* **Description of the task**: Can you shift the lines starting at the one containing "find truck door" and ending at the last line by rewriting each of them, requests included, with 78 added to every point coordinate in the answers?

* **Information given**:
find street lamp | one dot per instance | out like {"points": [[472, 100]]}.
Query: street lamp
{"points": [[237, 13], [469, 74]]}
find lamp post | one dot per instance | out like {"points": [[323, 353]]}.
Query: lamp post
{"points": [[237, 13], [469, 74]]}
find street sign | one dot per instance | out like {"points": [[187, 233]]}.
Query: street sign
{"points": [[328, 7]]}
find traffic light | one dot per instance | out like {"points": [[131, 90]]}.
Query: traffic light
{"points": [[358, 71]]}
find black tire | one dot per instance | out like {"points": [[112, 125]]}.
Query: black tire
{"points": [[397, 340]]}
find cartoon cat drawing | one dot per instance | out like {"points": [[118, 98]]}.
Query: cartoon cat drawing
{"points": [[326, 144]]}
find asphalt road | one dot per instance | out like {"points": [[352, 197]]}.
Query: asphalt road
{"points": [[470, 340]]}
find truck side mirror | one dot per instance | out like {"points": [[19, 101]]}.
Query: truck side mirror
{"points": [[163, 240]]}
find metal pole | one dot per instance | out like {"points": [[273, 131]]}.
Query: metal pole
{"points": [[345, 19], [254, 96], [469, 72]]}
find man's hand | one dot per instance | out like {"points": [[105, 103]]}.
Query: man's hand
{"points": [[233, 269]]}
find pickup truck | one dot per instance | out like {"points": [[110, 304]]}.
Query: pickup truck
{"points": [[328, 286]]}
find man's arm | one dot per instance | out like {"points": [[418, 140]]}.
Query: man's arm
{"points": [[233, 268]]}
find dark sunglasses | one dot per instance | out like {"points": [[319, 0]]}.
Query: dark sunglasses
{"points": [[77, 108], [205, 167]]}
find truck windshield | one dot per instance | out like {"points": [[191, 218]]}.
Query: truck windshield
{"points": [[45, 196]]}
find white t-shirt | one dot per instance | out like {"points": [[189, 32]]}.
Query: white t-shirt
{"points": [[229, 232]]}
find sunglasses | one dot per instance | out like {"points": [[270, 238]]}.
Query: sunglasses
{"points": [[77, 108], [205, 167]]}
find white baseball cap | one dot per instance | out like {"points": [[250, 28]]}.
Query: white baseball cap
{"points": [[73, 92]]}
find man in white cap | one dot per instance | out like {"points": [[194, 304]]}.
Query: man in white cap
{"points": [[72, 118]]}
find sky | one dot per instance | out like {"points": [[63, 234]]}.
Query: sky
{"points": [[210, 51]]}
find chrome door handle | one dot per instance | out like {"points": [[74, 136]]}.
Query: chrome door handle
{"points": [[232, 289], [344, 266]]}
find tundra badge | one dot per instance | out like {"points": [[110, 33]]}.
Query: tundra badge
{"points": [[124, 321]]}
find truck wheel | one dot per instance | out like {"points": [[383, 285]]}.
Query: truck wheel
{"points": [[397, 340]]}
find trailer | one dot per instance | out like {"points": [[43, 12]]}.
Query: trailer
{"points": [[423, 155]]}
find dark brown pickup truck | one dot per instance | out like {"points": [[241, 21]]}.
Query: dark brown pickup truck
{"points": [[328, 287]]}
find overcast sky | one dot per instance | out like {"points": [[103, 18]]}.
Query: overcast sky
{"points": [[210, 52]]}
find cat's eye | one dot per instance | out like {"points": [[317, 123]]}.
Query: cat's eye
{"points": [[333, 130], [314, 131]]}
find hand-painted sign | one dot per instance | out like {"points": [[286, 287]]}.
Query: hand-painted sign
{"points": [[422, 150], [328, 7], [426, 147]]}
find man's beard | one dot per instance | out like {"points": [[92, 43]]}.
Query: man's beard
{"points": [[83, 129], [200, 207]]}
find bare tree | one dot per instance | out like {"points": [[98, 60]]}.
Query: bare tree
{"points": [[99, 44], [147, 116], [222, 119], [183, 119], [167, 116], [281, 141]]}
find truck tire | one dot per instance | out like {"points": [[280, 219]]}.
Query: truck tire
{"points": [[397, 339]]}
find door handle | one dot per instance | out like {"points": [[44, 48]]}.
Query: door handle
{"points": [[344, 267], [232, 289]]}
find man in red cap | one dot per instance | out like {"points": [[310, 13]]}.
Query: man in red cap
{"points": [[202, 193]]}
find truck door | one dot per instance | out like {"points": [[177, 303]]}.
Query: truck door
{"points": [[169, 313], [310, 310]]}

* **Solution**:
find truck door | one dot per instance | out like {"points": [[177, 303]]}.
Query: truck door
{"points": [[247, 391], [388, 388]]}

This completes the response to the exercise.